Welcome to the School of Art October Newsletter.
 
Another busy month for the school's students, staff and alumni. 
 
Congratulations to staff Dr Philip Samartzis for his Australian Antarctic Division Arts Fellowship and Martine Corompt for her Melbourne Art Trams commission. Likewise to Luci Lee, a Diploma of Visual Arts student in Vocational Education for winning the Moreland Prize at Artland on RMIT's Brunswick campus and to all the other School of Art students selected for the exhibition. 
 
The School of Art's Hong Kong undergraduate and Masters programmes continue to flourish. It was my pleasure to open the graduation show for Master of Fine Art students in September. The School of Art has been delivering its programmes in Hong Kong for 17 years graduating a generation of outstanding artists changing the face of contemporary art in Hong Kong. 
 
As you will see other staff and students have been active locally and across the globe continuing the School of Art's presence in the international art scene. 

Professor Julian Goddard
Head of School
Student and Alumni news

"This Time: 

Master of Fine Art Graduate exhibition opened on 11 September in Hong Kong. Six artists graduated showcased artworks with wide-ranging individual concerns in life such as the passing of time, embodied identity, the physical landscape and the interior landscape of the mind, while connecting us to a shared human quality of connecting both the world we live in and to each other. Professor Julian Goddard, Head of School opened the exhibition.

- Data section:
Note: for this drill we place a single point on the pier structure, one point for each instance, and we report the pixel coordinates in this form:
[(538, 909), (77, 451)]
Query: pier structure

- Problem 1: Could you rewrite the School of Art newsletter, starting with "Another busy month" and going on through "for the exhibition.", with "Art Show" in place of "Artland"?
- Problem 2: Can you write the next part of the School of Art newsletter, picking up after its final sentence?

- Response 1:
Another busy month for the school's students, staff and alumni. 
 
Congratulations to staff Dr Philip Samartzis for his Australian Antarctic Division Arts Fellowship and Martine Corompt for her Melbourne Art Trams commission. Likewise to Luci Lee, a Diploma of Visual Arts student in Vocational Education for winning the Moreland Prize at Art Show on RMIT's Brunswick campus and to all the other School of Art students selected for the exhibition.

- Response 2:
 

 

International Parking Day

Friday September 18 was International Parking Day.
 
Students from RMIT University's Advanced Diploma of Visual Art undertaking Public Art studios developed and installed a series of works that were temporarily installed on the Esplanade, St Kilda near Alfred Square.
 
RMIT University's Centre for Art, Society and Transformation (CAST) is currently working with the City of Phillip exploring how art in public spaces can explore perceptions of safety in the Urban Laboratory.  Parking Day was an additional element to the research that mentored students in re-imagining public space.
 
Students purchased parking tickets and instead of parking a car they installed their art works.  

Image:  Lily Nguyen - Camera Obscura - Lily invited people to see Port Phillip in a whole new perspective through the upside down world of the camera obscura.

Artland

Congratulations to Diploma of Visual Arts student Luci Lee who was awarded the Moreland Prize at Artland at RMIT Brunswick campus. Artland is an annual exhibition of site-specific artworks at RMIT Brunswick campus. Selected artists included Adam Wilkinson, Charlie Bucher, Madeline Simm from the Diploma of Visual Arts,  Sabrina Yakima and Lily Nguyen from Advanced Diploma of Visual Arts, Bachelor of Arts (Fine Art) students Hans Van Hans, Jess Mason, Jake Coghlan, Mitchell Jones and Stephanie Granlund, Molly Braddon - Master of Arts (Art in Public Space) and Shaun-Joel Liew from Master of Fine Art (coursework).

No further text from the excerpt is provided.